:: Trecho

O maior depósito de água do mundo
Por Sérgio Adeodato, da revista Horizonte Geográfico
12/05/2009 - 01h05 - Envolverde
São 46,2 mil km3, divididos entre Brasil, Argentina, Paraguai e Uruguai. Boa parte já está sendo explorada. Mas é preciso superar os problemas de uso excessivo e contaminação.
Quando se fala sobre os rios brasileiros, responsáveis por 12% de toda água que flui na superfície do planeta, é comum ouvir que somos o país mais rico em recursos hídricos. O superlativo vale também para as reservas escondidas no subsolo. O Brasil tem um estoque de água subterrânea equivalente a um quinto da existente em todos os aquíferos do mundo. É volume suficiente para abastecer continuamente 2,8 bilhões de habitantes dentro dos padrões de consumo recomendados pela Organização Mundial da Saúde.
O uso desse tesouro depende, é claro, das condições geológicas e de outros fatores locais. Mas uma coisa ninguém duvida: é água demais! Segundo o IBGE (Instituto Brasileiro de Geografia e Estatística), 61% os brasileiros são servidos por essas fontes hídricas, espalhadas por dez diferentes regiões hidrogeológicas, mapeadas conforme as condições de armazenamento, circulação e qualidade da água.
Um mar debaixo da terra
Há dois tipos principais de aquíferos. Nos saturados, a água se aloja por entre granitos e rochas cristalinas, sendo mais difíceis de explorar. No caso dos aquíferos porosos, as reservas são normalmente fartas e acessíveis. O exemplo mais importante nessa segunda categoria é o Aquífero Guarani, formado entre camadas de rochas arenosas, depositadas na Bacia Geológica do Paraná entre 245 milhões e 144 milhões de anos atrás.
O Aquífero Guarani estende-se por 1,195 milhões de km2. A maior porção (71%) está em território brasileiro e aqui é aproveitado. No Estado de São Paulo, 80% dos municípios dependem dessa fonte para servir um total de 5,5 milhões de habitantes. Marília, Jales eAraraquara, entre outras cidades, em vez de pagar pelo tratamento de água dos rios já bastante poluídos, optaram por poços profundos para abastecer a população, as indústrias e as propriedades agrícolas.

::::
:: Dados fornecidos

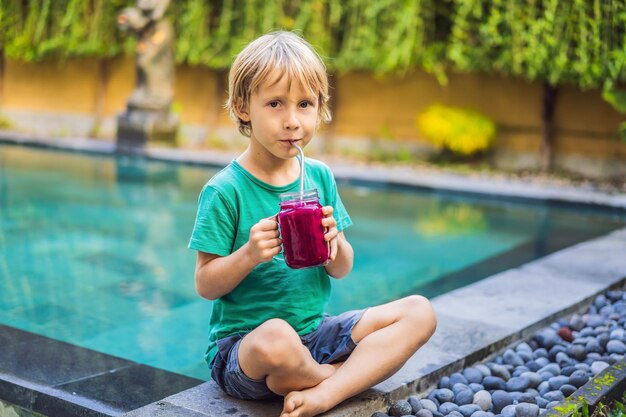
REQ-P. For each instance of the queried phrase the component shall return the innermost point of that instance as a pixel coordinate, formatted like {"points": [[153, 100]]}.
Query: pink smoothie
{"points": [[302, 233]]}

::::

[Tarefa]
Dê sequência ao trecho sobre o Aquífero Guarani a partir da última frase. A listagem é um material à parte, sem relação com o trecho sobre o Aquífero Guarani.

[Resposta]
Há estâncias hidrominerais nas quais a água que brota no chão é termal, ou seja, quente, e apreciada por turistas em busca de relaxamento. Em Araçatuba e Presidente Prudente, também no interior paulista, a água subterrânea passa por sistemas de resfriamento antes de ser distribuída à população. Pesquisadores agora sugerem que o calor dessa água (33ºC a 65ºC) seja utilizado para gerar energia.
Por causa do uso intenso, São Paulo é o estado brasileiro em que as fontes subterrâneas estão mais ameaçadas. Bombas de sucção retiram água do subsolo com uma rapidez maior do que a natureza repõe. A exploração exagerada baixa o nível do lençol freático e torna a água suscetível à poluição que vem da superfície. A maior parte das cidades despeja esgoto sem tratamento. O risco de contaminação dos agrotóxicos completa o quadro nas zonas rurais.
O Projeto Aquíferos, criado pelo governo paulista, procura identificar áreas em perigo, controlar a poluição e promover campanhas para a limpeza de poços. “Além da falta de conhecimento sobre como usar o aquífero, o principal problema que enfrentamos é a abertura de poços clandestinos”, afirma Everton da Costa Souza, presidente da Associação Brasileira de Águas Subterrâneas (Abas).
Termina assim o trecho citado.